▸ Work instructions
Could you copy, word for word, the part of the Psychology 331 syllabus below that runs from "Course description: This" up to and including "it within CRISP)."?

▸ Text segment
---------------
Course description: This 4-credit course is designed to provide you the opportunity to have direct, hands-on experience working in a biopsychology lab. There are two distinct components to the course, the general "lecture/discussion" component (section 001 that meets Tuesdays 9-11am in 419 West Hall during the first 5 weeks of the term) and an individual, lab-specific component (your faculty supervisor's section). All students in Psychology 331 will share common experiences in section 001, whereas each of you will have a unique experience that results from working in a Biopsychology faculty member's lab. This course can be used to fulfill the ECB writing requirement (simply modify it within CRISP).
Course goals: Psychology 331 has two general goals. First, the course will provide you with the opportunity to gain direct, practical experience by assisting in on-going research in a faculty member's lab. This experience will vary from lab to lab depending on the particular type of research done in the lab. Second, the course will introduce you to skills needed by all biopsychologists, including accessing the primary scientific literature in a specialized field of study and writing about your research.
Course work: By far, the majority of your effort in Psychology 331 will result from work you do in an individual faculty member's labs, which means I cannot in this syllabus describe or quantify with precision the amount and kind of work you will be doing. However, I can assure you that Psychology 331 will require a considerable amount of effort and time commitment on your part. Here are a couple of quotes from former students: "I learned a lot in this class, but I think that it is much more work than a class of equal credit should require." "The amount of time that one has to put into this class can be overwhelming at times." "Work done for class, however, often went far beyond what should be expected for the amount of credit received for class." Most students report spending 10-12 hours per week working on their research project. I encourage you to talk openly and in detail with your lab supervisor about what you will be expected to do in his or her lab so there are no "surprises."
---------------
▸ Records provided
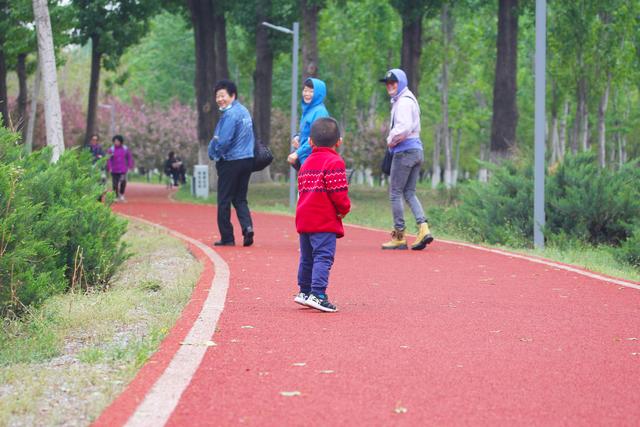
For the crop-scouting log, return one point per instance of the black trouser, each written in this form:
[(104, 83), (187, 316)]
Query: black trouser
[(119, 181), (233, 184)]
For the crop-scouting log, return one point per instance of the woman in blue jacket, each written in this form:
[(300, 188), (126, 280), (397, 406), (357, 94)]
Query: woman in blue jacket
[(314, 92), (232, 150)]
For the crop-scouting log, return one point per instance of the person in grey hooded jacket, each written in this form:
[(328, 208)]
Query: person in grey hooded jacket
[(404, 143)]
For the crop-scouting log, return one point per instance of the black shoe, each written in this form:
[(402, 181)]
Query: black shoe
[(320, 304), (248, 237)]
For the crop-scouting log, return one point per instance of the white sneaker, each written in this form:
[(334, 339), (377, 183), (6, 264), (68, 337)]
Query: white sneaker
[(301, 299), (320, 304)]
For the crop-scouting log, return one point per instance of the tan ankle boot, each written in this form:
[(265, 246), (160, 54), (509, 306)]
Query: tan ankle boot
[(424, 237), (398, 241)]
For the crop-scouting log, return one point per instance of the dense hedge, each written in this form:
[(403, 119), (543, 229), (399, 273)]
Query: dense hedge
[(583, 202), (54, 233)]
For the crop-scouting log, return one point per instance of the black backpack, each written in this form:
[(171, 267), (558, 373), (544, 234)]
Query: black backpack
[(262, 156)]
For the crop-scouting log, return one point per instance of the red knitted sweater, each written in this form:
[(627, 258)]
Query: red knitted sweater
[(323, 193)]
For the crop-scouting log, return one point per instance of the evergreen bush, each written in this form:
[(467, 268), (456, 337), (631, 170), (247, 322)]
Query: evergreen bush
[(54, 233), (498, 211), (592, 204), (583, 203)]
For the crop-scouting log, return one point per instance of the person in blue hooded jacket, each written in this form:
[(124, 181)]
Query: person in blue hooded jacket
[(314, 92), (232, 150)]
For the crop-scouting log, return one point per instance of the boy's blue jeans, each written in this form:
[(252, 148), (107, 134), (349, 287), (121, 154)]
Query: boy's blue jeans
[(317, 251)]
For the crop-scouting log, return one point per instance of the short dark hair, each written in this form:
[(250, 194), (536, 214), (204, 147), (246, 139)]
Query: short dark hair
[(227, 85), (325, 132)]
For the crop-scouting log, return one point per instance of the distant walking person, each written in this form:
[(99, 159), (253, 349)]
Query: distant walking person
[(324, 201), (96, 149), (119, 164), (232, 149), (404, 143), (314, 93)]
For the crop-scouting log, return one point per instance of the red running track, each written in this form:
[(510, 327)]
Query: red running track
[(447, 336)]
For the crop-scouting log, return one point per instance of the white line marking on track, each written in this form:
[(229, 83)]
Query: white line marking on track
[(528, 258), (162, 399)]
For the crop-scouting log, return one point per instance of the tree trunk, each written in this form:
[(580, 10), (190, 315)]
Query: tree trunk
[(582, 122), (52, 111), (483, 173), (505, 108), (446, 35), (262, 79), (28, 145), (222, 64), (412, 48), (562, 142), (310, 10), (553, 136), (94, 87), (456, 165), (202, 15), (21, 71), (602, 113), (4, 97), (435, 176)]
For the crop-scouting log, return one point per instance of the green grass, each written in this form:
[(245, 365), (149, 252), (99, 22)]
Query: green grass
[(107, 335), (371, 208)]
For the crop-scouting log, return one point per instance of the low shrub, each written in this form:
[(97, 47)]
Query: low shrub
[(629, 250), (54, 233), (583, 203)]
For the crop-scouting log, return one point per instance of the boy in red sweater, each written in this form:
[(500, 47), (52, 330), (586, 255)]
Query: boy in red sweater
[(323, 202)]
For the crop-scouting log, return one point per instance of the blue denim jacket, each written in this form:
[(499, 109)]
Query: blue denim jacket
[(233, 138)]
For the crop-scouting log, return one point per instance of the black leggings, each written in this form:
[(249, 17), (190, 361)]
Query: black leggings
[(119, 181)]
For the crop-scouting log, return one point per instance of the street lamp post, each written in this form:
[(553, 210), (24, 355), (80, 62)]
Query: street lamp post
[(294, 100), (540, 85)]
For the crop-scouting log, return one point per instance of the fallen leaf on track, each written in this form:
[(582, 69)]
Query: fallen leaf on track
[(290, 393)]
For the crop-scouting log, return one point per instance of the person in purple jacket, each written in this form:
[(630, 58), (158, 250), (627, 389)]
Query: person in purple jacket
[(120, 162)]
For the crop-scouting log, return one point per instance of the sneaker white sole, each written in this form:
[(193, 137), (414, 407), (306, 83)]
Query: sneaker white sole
[(311, 302), (300, 300)]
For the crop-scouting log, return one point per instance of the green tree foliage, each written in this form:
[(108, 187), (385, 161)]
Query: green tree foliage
[(156, 69), (584, 203), (593, 205), (54, 234), (111, 27)]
---------------
▸ The answer
Course description: This 4-credit course is designed to provide you the opportunity to have direct, hands-on experience working in a biopsychology lab. There are two distinct components to the course, the general "lecture/discussion" component (section 001 that meets Tuesdays 9-11am in 419 West Hall during the first 5 weeks of the term) and an individual, lab-specific component (your faculty supervisor's section). All students in Psychology 331 will share common experiences in section 001, whereas each of you will have a unique experience that results from working in a Biopsychology faculty member's lab. This course can be used to fulfill the ECB writing requirement (simply modify it within CRISP).